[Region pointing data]
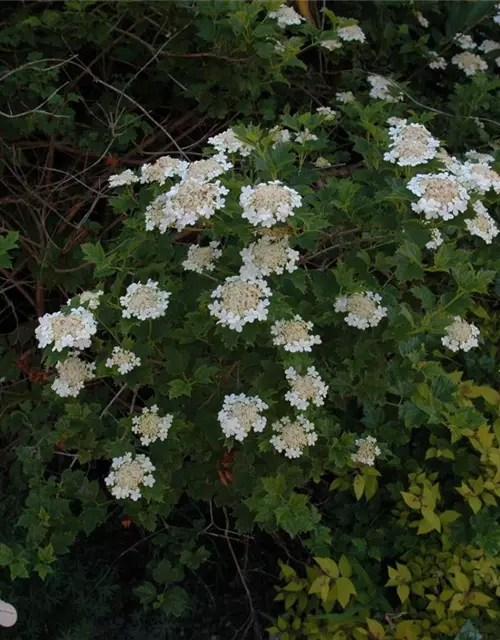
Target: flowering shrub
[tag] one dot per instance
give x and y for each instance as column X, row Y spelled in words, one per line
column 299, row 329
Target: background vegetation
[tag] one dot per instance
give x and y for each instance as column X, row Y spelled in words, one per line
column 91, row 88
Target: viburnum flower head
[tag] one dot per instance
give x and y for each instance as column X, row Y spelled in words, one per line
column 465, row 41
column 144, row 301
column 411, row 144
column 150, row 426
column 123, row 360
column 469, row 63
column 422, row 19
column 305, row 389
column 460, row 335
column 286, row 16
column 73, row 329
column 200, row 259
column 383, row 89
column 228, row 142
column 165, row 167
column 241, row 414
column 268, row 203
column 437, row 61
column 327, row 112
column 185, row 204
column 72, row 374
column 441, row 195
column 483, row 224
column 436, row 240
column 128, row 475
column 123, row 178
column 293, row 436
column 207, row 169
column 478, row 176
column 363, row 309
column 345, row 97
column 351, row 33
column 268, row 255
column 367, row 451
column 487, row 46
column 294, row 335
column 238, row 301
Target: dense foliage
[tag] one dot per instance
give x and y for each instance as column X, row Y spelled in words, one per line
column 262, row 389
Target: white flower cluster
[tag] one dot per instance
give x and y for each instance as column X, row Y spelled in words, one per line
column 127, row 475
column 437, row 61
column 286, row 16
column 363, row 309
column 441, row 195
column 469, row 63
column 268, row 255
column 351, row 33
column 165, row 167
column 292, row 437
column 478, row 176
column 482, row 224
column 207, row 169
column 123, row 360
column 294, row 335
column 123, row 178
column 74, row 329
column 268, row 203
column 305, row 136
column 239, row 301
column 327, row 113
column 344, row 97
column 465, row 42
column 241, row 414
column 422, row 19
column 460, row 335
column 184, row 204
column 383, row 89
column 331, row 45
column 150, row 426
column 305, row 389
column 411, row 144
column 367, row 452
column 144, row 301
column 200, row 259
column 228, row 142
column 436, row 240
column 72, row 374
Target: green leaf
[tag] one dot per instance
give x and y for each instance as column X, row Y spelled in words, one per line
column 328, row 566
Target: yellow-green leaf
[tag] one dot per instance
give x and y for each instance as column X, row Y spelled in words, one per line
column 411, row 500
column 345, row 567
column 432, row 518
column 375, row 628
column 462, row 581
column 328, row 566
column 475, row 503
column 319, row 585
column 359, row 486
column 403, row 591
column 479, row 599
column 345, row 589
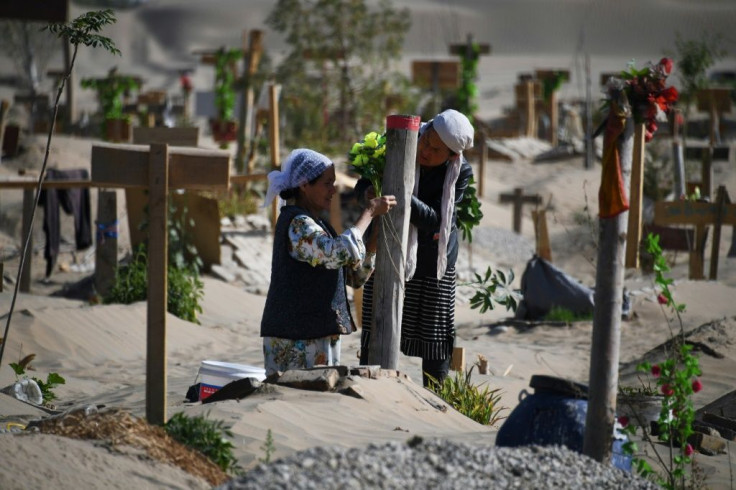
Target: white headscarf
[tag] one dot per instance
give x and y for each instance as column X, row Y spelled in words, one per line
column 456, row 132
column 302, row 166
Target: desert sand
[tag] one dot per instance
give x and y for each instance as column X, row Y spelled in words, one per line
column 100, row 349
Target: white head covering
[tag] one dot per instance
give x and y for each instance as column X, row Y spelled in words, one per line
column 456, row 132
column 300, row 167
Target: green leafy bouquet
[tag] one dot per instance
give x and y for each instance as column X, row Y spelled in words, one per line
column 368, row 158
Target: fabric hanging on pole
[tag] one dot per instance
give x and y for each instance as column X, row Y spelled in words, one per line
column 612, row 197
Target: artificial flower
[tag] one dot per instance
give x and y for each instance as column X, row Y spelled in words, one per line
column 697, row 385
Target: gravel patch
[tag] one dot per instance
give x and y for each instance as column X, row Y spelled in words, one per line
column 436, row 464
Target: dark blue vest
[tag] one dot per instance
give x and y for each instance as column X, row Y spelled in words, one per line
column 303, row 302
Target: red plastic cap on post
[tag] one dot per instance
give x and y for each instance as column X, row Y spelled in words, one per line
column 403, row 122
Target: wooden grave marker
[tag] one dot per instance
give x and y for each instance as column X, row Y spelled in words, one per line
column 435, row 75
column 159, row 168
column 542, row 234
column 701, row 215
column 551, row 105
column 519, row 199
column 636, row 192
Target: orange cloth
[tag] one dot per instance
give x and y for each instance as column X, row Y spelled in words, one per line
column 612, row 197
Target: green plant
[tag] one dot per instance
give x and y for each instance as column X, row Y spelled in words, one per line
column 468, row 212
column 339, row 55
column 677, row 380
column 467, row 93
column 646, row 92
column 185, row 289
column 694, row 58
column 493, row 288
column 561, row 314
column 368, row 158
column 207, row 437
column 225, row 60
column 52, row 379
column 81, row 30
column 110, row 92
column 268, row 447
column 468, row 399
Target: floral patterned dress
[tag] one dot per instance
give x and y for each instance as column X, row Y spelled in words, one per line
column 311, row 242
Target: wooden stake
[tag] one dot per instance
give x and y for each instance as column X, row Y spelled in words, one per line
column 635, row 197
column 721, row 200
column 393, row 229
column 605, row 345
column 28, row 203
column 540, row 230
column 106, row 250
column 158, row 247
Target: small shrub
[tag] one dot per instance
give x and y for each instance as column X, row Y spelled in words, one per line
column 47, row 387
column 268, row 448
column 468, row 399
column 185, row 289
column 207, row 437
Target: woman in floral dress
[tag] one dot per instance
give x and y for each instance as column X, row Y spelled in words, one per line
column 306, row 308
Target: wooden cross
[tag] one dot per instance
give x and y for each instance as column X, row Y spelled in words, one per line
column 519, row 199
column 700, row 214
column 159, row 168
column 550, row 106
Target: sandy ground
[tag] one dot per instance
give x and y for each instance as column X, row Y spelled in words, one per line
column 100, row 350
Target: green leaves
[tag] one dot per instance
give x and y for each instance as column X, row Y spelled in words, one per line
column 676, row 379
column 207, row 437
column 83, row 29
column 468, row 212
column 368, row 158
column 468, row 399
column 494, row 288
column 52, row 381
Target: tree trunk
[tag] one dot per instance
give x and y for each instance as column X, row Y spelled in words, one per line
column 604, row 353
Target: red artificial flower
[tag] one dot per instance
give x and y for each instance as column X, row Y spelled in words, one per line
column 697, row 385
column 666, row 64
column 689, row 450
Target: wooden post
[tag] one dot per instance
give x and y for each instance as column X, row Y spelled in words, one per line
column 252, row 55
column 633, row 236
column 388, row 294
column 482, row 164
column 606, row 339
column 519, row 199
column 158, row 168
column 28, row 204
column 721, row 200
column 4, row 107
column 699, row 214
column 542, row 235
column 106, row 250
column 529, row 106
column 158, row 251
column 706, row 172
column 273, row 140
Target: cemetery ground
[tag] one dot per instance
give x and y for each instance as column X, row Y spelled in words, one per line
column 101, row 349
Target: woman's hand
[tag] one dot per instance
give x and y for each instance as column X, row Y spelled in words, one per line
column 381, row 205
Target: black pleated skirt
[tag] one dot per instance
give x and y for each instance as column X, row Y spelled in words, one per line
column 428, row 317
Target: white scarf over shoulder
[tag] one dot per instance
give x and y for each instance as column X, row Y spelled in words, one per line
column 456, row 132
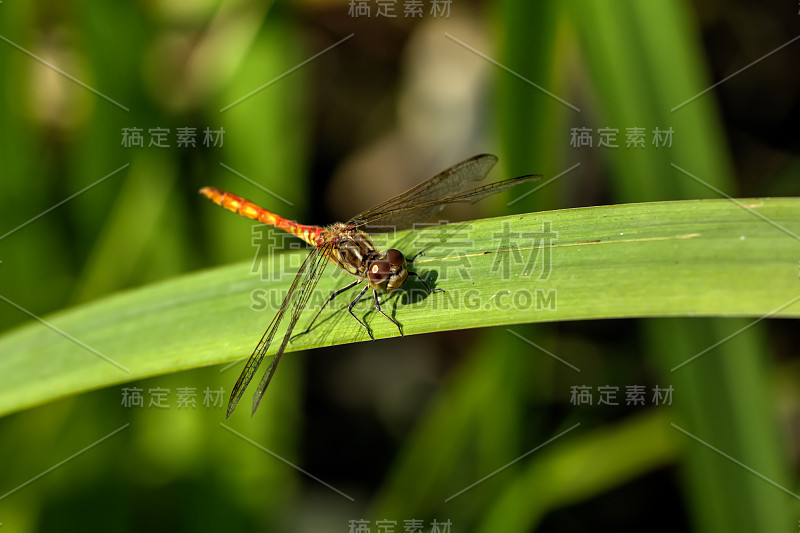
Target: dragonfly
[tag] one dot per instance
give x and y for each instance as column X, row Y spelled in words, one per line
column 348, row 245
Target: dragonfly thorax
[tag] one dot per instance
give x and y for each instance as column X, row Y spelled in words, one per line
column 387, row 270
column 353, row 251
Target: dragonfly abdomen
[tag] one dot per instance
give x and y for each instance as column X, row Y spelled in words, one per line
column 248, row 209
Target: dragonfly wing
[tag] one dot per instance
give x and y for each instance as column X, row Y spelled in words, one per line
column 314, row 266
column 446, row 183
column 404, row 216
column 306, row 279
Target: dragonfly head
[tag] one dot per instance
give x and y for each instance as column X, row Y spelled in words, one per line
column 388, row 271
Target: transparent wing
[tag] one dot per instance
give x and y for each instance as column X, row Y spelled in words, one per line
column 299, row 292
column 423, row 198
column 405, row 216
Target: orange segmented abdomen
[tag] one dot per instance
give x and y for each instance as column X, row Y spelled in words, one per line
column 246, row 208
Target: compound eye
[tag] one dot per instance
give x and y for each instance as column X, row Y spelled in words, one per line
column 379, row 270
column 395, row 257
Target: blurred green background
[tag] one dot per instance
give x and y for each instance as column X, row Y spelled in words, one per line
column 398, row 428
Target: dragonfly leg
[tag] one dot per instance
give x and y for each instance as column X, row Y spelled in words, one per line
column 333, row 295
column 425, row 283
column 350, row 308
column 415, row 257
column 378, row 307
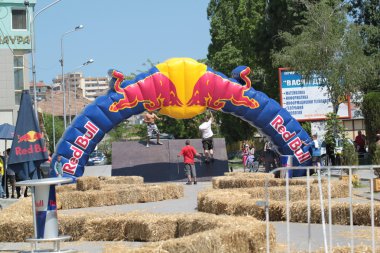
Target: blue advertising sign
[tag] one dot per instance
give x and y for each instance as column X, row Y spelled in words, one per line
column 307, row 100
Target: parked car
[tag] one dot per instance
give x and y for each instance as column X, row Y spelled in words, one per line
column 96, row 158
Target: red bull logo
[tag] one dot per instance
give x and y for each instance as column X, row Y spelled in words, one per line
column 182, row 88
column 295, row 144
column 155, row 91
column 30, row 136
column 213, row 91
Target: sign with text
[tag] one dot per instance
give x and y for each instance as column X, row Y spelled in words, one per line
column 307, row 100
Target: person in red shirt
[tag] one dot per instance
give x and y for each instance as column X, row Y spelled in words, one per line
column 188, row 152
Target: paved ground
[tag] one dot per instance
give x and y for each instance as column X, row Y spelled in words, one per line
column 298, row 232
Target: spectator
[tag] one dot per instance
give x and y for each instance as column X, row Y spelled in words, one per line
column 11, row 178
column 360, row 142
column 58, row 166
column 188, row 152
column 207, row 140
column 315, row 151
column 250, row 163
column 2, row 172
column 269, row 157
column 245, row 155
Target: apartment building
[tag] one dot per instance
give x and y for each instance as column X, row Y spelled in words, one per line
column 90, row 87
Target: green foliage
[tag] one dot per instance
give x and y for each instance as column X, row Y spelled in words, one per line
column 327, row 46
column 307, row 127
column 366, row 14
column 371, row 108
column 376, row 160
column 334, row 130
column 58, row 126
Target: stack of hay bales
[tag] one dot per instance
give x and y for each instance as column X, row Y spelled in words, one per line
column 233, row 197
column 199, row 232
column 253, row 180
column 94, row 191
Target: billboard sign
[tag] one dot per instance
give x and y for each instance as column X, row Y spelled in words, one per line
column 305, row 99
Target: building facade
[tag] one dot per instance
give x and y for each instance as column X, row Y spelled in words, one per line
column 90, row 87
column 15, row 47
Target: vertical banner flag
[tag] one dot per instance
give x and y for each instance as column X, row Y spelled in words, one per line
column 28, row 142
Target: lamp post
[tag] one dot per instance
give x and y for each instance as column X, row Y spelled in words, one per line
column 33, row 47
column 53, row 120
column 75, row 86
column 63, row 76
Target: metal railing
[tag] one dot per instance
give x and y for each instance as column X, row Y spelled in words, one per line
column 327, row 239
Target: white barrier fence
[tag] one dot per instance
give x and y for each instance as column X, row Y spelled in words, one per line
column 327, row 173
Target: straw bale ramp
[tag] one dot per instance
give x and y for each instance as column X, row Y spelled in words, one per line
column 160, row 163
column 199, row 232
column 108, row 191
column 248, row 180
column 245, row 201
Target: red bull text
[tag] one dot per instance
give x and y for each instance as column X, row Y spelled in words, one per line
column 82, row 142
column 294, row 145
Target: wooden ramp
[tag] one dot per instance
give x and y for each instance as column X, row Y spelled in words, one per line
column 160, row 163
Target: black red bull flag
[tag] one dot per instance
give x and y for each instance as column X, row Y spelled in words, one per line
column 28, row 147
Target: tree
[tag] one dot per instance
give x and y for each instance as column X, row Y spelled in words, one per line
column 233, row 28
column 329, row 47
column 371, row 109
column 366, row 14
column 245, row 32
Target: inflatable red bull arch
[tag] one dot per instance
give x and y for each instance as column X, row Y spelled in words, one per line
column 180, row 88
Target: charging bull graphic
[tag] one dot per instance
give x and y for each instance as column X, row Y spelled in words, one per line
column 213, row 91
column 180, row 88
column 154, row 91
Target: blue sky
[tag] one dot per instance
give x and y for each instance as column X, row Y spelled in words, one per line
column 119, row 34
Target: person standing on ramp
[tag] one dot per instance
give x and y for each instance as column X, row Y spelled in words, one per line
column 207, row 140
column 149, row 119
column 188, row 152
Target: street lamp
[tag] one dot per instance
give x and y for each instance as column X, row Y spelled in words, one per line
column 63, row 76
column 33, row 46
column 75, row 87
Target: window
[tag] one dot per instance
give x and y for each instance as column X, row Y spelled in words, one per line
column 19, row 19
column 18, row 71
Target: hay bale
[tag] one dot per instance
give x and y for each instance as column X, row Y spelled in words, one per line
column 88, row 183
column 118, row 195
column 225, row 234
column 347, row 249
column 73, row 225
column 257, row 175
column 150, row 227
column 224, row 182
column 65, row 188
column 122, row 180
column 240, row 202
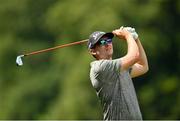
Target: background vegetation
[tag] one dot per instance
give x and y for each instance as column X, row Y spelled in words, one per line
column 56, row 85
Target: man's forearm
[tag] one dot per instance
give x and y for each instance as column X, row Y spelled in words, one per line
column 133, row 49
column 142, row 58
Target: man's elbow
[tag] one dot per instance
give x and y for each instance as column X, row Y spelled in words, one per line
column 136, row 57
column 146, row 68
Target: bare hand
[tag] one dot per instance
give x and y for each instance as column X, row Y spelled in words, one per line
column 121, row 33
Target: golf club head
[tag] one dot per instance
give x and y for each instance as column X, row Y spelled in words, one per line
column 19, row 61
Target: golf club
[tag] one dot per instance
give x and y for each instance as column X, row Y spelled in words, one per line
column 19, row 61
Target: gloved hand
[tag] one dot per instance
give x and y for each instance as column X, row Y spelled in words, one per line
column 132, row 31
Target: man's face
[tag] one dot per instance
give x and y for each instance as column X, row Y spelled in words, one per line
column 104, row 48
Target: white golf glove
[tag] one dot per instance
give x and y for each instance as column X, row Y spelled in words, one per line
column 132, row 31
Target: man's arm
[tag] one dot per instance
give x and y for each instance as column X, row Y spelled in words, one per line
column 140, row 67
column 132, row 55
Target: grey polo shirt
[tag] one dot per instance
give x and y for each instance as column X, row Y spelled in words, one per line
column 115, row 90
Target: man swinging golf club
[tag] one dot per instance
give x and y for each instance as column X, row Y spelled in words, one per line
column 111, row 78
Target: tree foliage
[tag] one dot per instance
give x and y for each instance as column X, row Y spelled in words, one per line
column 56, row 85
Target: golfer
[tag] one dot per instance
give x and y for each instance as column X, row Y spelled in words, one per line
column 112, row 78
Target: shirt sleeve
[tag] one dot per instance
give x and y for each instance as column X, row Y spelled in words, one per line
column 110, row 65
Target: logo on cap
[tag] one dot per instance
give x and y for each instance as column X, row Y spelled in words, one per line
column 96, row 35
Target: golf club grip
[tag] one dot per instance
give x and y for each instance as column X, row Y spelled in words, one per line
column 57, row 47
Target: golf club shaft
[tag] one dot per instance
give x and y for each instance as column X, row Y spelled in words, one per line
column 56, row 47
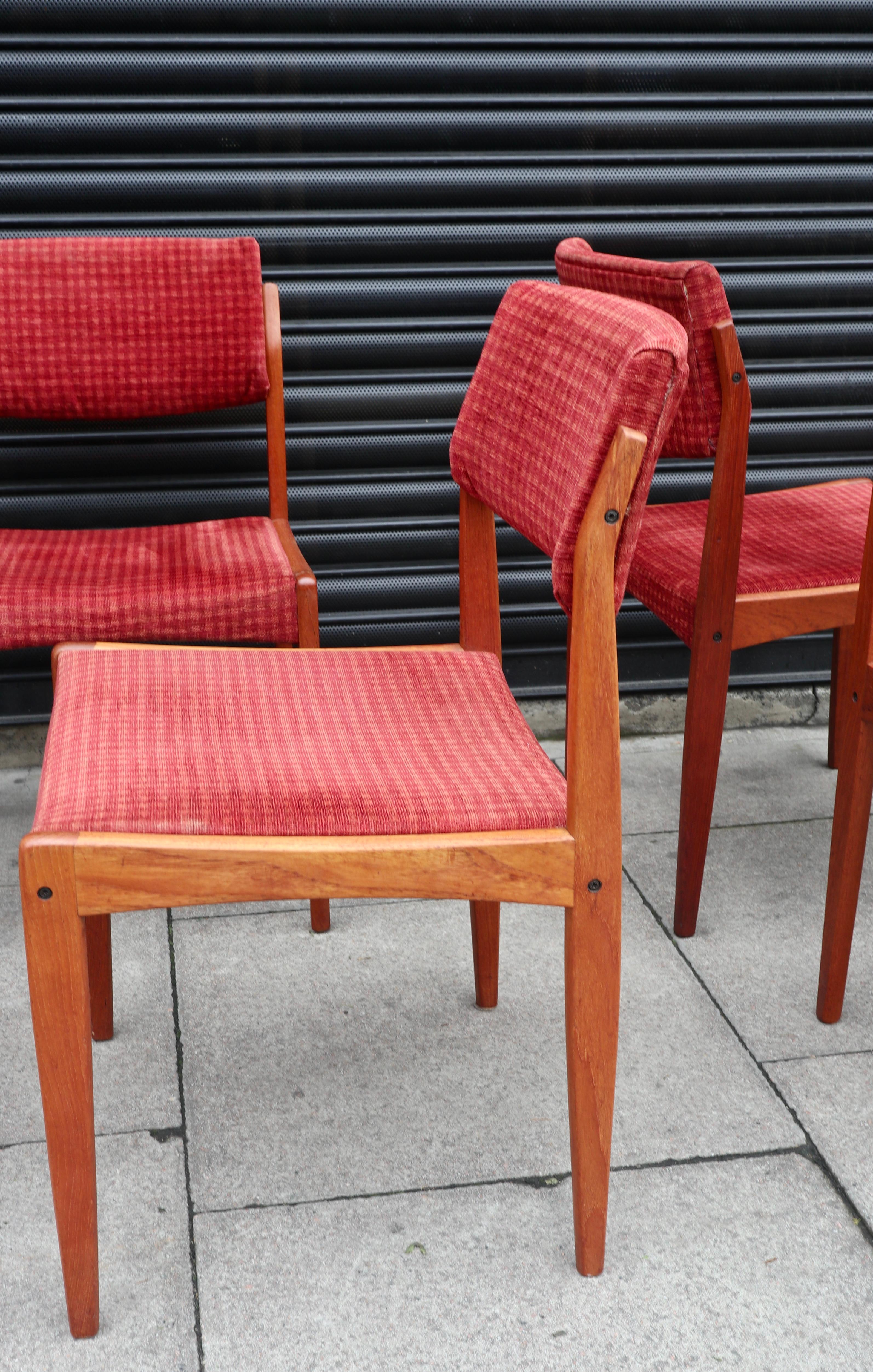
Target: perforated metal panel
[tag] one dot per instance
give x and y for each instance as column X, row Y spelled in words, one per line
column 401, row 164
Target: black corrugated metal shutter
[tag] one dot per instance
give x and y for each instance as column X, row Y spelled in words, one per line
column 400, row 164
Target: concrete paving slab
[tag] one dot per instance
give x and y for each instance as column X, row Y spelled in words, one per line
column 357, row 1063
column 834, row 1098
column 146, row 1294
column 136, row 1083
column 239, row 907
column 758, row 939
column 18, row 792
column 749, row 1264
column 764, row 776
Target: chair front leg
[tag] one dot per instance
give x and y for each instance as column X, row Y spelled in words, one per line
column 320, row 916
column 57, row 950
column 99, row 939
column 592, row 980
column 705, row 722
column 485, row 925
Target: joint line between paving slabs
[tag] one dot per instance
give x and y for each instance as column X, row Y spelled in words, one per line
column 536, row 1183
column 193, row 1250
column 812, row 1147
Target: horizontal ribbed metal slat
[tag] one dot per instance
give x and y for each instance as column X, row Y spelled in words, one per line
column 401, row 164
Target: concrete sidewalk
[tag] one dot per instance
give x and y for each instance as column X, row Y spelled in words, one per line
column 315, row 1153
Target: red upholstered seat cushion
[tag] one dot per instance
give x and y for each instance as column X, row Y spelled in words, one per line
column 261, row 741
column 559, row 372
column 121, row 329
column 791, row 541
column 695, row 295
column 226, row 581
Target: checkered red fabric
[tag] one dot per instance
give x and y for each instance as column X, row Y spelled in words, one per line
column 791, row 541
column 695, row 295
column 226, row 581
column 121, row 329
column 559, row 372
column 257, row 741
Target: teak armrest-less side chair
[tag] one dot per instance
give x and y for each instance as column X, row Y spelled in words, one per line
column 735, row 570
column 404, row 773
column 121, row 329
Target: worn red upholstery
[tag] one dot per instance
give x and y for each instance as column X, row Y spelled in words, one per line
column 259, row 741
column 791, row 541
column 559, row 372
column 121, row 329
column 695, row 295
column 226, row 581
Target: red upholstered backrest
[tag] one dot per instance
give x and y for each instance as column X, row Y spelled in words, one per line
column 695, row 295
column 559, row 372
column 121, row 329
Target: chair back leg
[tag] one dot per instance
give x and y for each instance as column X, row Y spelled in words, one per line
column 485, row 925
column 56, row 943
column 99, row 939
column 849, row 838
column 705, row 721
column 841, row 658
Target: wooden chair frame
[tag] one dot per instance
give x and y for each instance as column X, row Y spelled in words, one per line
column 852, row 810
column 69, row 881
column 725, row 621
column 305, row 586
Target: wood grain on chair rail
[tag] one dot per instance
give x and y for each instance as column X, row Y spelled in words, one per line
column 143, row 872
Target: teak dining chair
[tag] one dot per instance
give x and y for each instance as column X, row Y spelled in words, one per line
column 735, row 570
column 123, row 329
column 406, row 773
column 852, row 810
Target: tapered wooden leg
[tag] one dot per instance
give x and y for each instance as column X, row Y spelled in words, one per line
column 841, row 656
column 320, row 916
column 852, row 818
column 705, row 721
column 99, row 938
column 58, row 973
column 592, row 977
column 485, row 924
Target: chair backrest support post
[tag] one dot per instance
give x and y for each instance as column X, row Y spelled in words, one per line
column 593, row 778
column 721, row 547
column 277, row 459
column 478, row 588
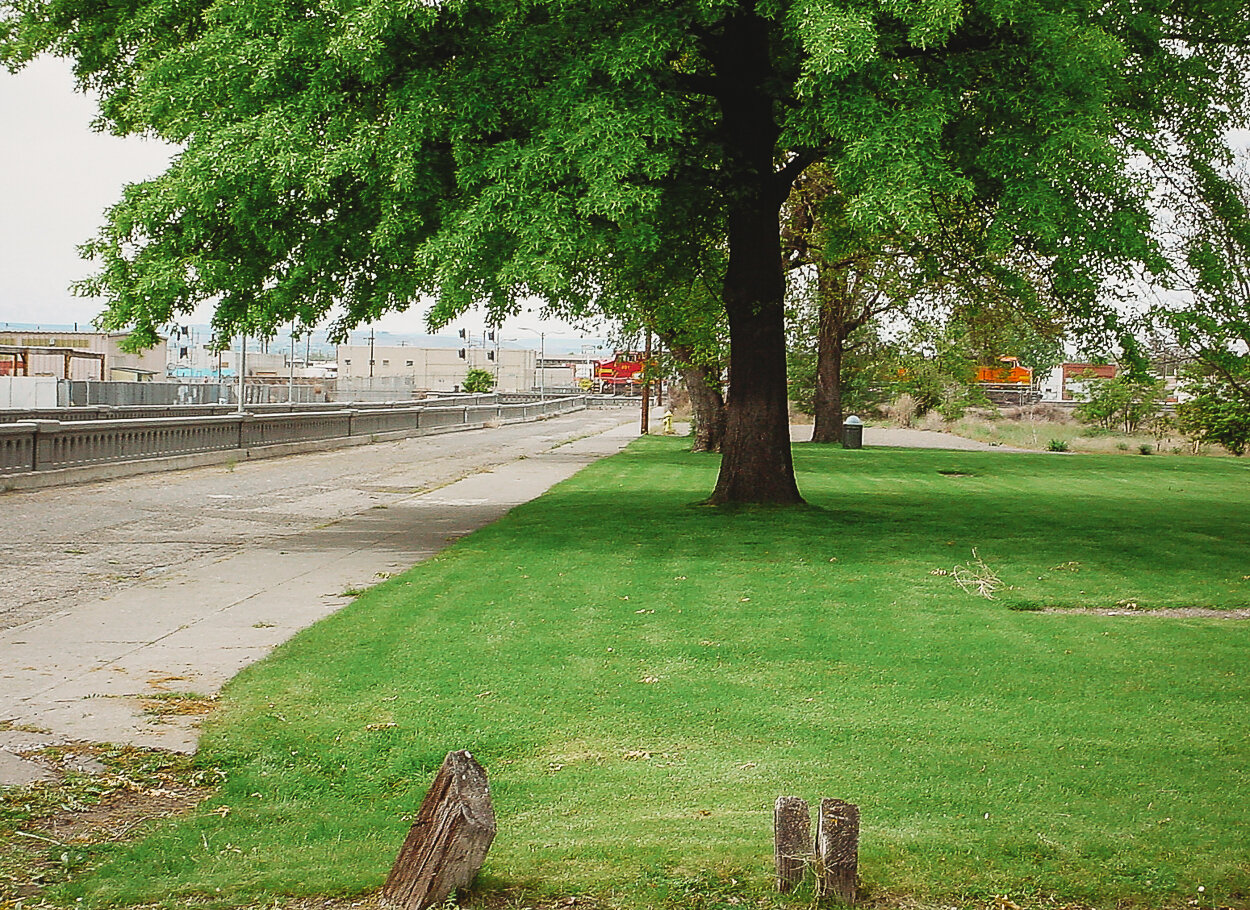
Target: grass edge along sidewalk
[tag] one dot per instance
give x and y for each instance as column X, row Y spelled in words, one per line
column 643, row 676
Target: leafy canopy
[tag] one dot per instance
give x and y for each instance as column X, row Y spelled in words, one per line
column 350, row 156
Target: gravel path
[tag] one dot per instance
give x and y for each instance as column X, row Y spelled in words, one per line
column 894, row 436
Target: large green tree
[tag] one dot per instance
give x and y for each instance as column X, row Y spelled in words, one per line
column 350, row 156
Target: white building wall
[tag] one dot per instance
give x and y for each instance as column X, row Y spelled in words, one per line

§ PROBLEM DETAILS
Find all lines in the records that hold the word "sign". Copy them.

§ SOLUTION BELOW
Target: blue advertising sign
Target: sign with text
Target: billboard sign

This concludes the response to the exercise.